DATA FOR THIS EXERCISE Block Start

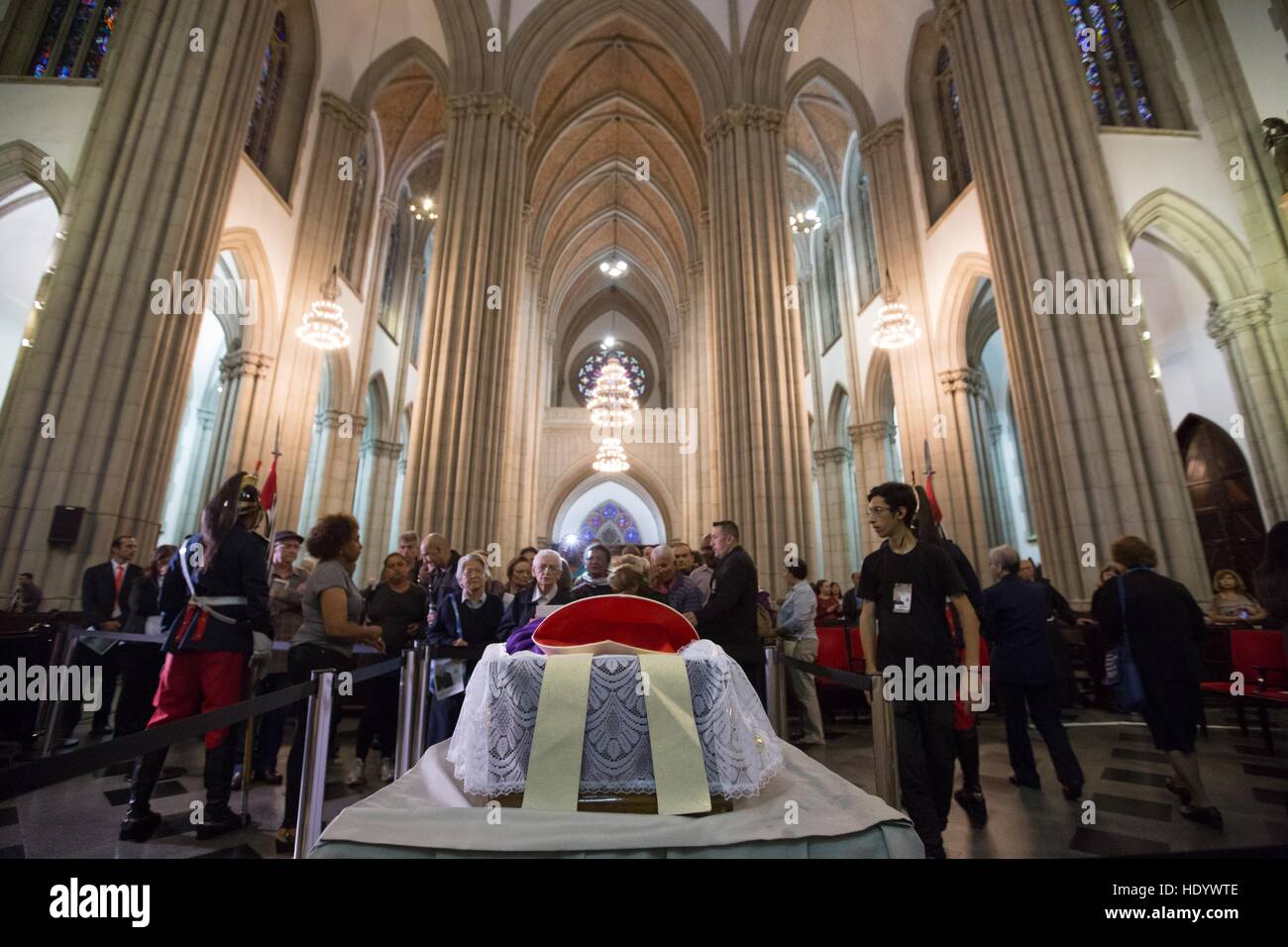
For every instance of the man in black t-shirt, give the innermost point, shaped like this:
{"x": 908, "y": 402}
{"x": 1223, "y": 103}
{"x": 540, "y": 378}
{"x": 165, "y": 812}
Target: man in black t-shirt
{"x": 905, "y": 585}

DATA FOR THIS EXERCISE Block End

→ **EXERCISE**: Output each record verbatim, but skip anything that is a picture.

→ **OUTPUT FOR THIS EXERCISE**:
For every instance of the man in black t-shirt, give the innermost point, shaped like this:
{"x": 908, "y": 402}
{"x": 1223, "y": 103}
{"x": 540, "y": 378}
{"x": 165, "y": 812}
Target: man in black t-shirt
{"x": 905, "y": 585}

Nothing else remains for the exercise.